## What you have to do
Give the records again in full, exactly as they appear.

## Given data
===============

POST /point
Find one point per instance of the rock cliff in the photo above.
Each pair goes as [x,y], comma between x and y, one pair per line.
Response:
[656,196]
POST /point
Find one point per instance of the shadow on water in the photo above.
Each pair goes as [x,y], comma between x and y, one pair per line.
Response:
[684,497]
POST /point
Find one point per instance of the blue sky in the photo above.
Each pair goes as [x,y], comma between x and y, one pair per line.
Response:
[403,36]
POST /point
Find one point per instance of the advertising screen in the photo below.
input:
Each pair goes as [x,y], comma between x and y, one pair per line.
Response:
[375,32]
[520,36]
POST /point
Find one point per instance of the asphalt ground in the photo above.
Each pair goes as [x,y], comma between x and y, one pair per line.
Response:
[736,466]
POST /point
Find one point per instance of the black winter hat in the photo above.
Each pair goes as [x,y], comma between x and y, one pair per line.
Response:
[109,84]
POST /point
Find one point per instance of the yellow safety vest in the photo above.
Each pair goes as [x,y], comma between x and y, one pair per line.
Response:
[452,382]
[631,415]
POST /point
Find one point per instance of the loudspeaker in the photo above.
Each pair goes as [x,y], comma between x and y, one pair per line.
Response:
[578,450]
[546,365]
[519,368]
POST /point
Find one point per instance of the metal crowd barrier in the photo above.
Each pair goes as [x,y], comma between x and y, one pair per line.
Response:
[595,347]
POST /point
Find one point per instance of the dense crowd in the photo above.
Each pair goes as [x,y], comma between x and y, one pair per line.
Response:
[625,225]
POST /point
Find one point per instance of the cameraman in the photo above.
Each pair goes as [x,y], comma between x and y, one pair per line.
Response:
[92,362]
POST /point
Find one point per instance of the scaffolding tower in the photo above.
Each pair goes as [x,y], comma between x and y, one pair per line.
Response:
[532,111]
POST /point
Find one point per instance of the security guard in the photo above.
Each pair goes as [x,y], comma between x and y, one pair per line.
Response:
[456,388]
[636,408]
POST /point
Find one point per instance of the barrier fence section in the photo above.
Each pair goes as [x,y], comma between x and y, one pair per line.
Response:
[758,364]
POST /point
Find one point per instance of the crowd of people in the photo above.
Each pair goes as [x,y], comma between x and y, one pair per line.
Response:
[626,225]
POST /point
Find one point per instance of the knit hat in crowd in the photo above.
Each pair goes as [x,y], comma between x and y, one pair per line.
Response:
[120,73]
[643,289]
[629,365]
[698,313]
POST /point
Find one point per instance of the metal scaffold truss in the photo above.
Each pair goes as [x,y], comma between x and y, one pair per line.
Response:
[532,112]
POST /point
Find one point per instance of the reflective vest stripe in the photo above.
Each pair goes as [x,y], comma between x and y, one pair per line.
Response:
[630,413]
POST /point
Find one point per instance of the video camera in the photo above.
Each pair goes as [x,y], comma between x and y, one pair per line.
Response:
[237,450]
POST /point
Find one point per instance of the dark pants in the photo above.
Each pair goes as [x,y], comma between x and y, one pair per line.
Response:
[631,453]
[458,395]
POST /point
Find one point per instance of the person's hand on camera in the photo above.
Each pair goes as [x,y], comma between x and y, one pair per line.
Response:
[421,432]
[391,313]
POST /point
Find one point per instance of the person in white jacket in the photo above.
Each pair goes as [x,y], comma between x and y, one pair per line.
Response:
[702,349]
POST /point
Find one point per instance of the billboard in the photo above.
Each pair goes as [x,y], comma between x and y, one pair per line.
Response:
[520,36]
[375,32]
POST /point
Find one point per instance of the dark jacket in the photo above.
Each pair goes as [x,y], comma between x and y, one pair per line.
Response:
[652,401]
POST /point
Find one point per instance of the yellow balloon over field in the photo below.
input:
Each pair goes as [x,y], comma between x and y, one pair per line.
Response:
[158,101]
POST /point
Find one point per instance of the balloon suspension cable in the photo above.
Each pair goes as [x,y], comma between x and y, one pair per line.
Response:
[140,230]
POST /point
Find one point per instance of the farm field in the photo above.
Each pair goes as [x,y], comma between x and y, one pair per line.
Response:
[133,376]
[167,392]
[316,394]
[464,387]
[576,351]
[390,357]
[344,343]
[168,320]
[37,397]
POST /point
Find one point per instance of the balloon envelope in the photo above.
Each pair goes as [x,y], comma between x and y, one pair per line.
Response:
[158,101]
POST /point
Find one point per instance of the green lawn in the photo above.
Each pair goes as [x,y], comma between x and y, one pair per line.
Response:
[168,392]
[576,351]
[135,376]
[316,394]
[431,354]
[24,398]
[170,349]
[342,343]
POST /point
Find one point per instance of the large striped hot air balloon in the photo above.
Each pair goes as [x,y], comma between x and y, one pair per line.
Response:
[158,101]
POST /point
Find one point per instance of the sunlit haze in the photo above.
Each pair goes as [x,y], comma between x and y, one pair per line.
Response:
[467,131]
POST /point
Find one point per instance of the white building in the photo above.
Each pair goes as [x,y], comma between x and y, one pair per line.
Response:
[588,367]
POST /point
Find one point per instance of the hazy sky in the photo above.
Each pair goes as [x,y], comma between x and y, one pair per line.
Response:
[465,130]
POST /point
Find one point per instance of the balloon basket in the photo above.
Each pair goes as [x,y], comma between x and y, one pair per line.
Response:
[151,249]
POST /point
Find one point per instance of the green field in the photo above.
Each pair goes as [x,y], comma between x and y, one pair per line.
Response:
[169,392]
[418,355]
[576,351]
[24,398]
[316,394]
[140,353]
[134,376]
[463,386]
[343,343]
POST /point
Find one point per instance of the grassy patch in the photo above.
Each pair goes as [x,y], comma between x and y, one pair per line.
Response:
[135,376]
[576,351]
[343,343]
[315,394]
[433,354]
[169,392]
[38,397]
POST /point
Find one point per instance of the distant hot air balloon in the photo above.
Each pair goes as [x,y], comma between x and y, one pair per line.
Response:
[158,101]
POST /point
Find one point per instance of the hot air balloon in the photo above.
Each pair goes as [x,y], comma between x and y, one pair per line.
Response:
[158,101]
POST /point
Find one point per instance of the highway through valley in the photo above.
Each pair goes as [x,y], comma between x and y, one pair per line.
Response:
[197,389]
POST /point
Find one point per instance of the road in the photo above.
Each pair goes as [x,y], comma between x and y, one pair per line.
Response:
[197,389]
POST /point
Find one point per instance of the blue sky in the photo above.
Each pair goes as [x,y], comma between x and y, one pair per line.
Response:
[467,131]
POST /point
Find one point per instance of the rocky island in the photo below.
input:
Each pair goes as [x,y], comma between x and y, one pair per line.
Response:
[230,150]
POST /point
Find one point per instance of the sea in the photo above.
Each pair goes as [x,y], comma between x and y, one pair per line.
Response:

===============

## Solution for this task
POST /point
Find one point per instance of the rock cliff in the photo above.
Each pair goes as [x,y], comma between x and y, one pair per line.
Response:
[656,196]
POST /point
Find one point per instance of the shadow on water in the photo above.
Each pair goes as [x,y], comma between x and y, one pair per line.
Response:
[684,497]
POST /point
Find one point per instance of the blue sky in the photo above.
Each pair goes as [x,y], comma between x and y, one pair per line.
Response:
[403,36]
POST /point
Find one point per instance of the advertising screen in the photo below.
input:
Each pair goes as [x,y], comma between x and y, one pair per line.
Response:
[375,32]
[520,36]
POST /point
Find one point per instance of the asphalt ground in the photo above.
Each pair goes as [x,y], comma between x and y, one pair per line.
Response:
[736,466]
POST /point
Find one point per instance of the black winter hat in the photo above.
Each pair goes as [x,y], comma between x and y, one pair per line.
Response:
[109,84]
POST /point
Find one point per instance of the yellow safety vest in the photo above.
Each pair goes as [x,y], comma between x and y, one pair per line.
Response:
[452,382]
[631,415]
POST /point
Find one point per instance of the loudspeaker in the photo above.
Each pair goes as [x,y], comma between x and y, one pair per line.
Response:
[578,450]
[546,365]
[519,368]
POST /point
Find one point per instance of the metal crowd barrier in the photo above.
Each pair goes as [x,y], comma between x and y, one pair per line.
Response:
[595,347]
POST /point
Find one point per instance of the dense crowd in the photo above.
Each pair goes as [x,y], comma between x and y, one pair per line.
Response:
[625,225]
POST /point
Find one point per instance of the cameraman in the photo above.
Each pair goes as [x,y], comma between x and y, one pair per line.
Response:
[92,362]
POST /point
Find one point per instance of the scaffolding tower in the photo above.
Each pair goes as [x,y], comma between x and y, one pair per line.
Response:
[532,111]
POST /point
Find one point per instance of the security guard in the photo above.
Each pair goes as [x,y], comma between x and y, one pair per line.
Response:
[456,388]
[636,408]
POST /point
Find one point per instance of the barrier fence section in the photo above.
Each pair goes as [x,y], comma between x and y, one pair per line.
Response:
[758,364]
POST /point
Find one point per instance of the crowd of people in the photo above.
Each pair goes as [x,y], comma between x and y, one pair per line.
Response:
[626,225]
POST /point
Find one point per instance of the knit hat in crowd in the photo above.
Each pair goes as [x,y], comma between x and y, one pair per line.
Response:
[120,73]
[643,289]
[629,365]
[698,313]
POST /point
Find one point per instance of the metal scaffold truss in the photo above.
Each pair goes as [x,y], comma between x and y, one pair per line.
Response:
[532,112]
POST /point
Find one point per instance of the reflective vest stripe in the photo above.
Each pair goes as [x,y], comma between x and y, one pair per line.
Response:
[630,413]
POST /point
Find one point per instance of the video camera in the photo above.
Each pair goes as [x,y], comma between x and y, one pair per line.
Response:
[237,450]
POST /point
Find one point per instance of the dark pants in the photo above.
Each pair goes as [x,y], comma between x and y, one pair per line.
Response:
[631,453]
[458,395]
POST /point
Find one point per instance of the person's hand on camera in the photo above.
Each pair goes as [x,y], comma between x and y, one pair per line.
Response:
[421,432]
[391,313]
POST /point
Find one point per instance of the person in white jacket in the photo above.
Each pair goes as [x,y], comma between x and y, one pair per line.
Response:
[702,349]
POST /point
Find one point per instance of the billboard in the photo above.
Each pair goes as [x,y], comma between x and y, one pair per line.
Response:
[520,36]
[375,32]
POST /point
Find one point per instance of the dark jacket in the photo above.
Each pair goes as [x,y], comma between x and y, one pair per line.
Response:
[652,401]
POST /point
Find one point per instance of the yellow balloon over field in the photo below.
input:
Each pair goes as [x,y], comma between x and y, one pair per line.
Response:
[158,101]
POST /point
Find one point per instance of the balloon suspension cable in the photo above.
Each pair goes as [x,y], comma between x and y, one pair per line.
Response:
[140,230]
POST /point
Find one point per instance of the farm field in the photo above.
Each pair goes as [x,y], comma between x and y, one pair per line.
Response:
[133,376]
[167,392]
[316,394]
[464,387]
[576,351]
[390,357]
[344,343]
[168,320]
[37,397]
POST /point
Find one point per instance of the balloon envelope in the photo above.
Each pair goes as [x,y], comma between x and y, one pair per line.
Response:
[158,101]
POST /point
Find one point per instance of the green lawn in the photo above.
Each pair goes as [x,y], comma between x and y, one pair per line.
Response:
[168,392]
[576,351]
[135,376]
[316,394]
[431,354]
[24,398]
[170,349]
[342,343]
POST /point
Find one point per instance of the large striped hot air balloon in the photo above.
Each pair goes as [x,y], comma between x and y, one pair per line.
Response:
[158,101]
POST /point
Find one point per instance of the sunlit haze in the photo above.
Each pair goes as [x,y], comma between x and y, one pair per line.
Response:
[467,131]
POST /point
Find one point per instance of the white building in the photo above.
Each pair goes as [x,y], comma between x and y, one pair per line.
Response:
[588,367]
POST /point
Find one point per instance of the hazy sky in the photo above.
Each pair goes as [x,y], comma between x and y, one pair per line.
Response:
[465,130]
POST /point
Find one point per instance of the balloon basket in the photo above.
Each pair goes as [x,y], comma between x and y, one pair per line.
Response:
[151,249]
POST /point
Find one point per instance of the green field in the photo above.
Each pair goes as [x,y], comma between x and y, one pair per line.
Response:
[169,392]
[418,355]
[576,351]
[24,398]
[316,394]
[140,353]
[134,376]
[463,386]
[343,343]
POST /point
Find one point per instance of the grassy patch in the photo above.
Each pair goes as [x,y], comma between x and y, one pair per line.
Response:
[135,376]
[576,351]
[343,343]
[315,394]
[433,354]
[169,392]
[38,397]
POST /point
Find one point per instance of the distant hot air balloon in the photo above.
Each pair goes as [x,y], comma between x and y, one pair per line.
Response:
[158,101]
POST /point
Find one point per instance of the hot air balloon in the photo above.
Each pair goes as [x,y], comma between x and y, one pair per line.
Response:
[158,101]
POST /point
Find one point per instance of the highway through valley in the photo above.
Each pair goes as [x,y], comma between x and y, one pair per line.
Response:
[197,389]
POST /point
Find one point per instance of the road in the photo above.
Each pair goes as [x,y], comma between x and y, one pair per line.
Response:
[197,389]
POST /point
Find one point per instance of the blue sky in the photo above.
Each pair goes as [x,y], comma between x and y, one pair per line.
Response:
[467,131]
POST /point
Find one point per instance of the rocky island in the photo below.
input:
Each pair goes as [x,y], comma between x and y, one pair per line.
Response:
[230,150]
POST /point
Find one point per instance of the sea in the photo above.
Each pair goes as [x,y], comma between x and y, one pair per line.
Response:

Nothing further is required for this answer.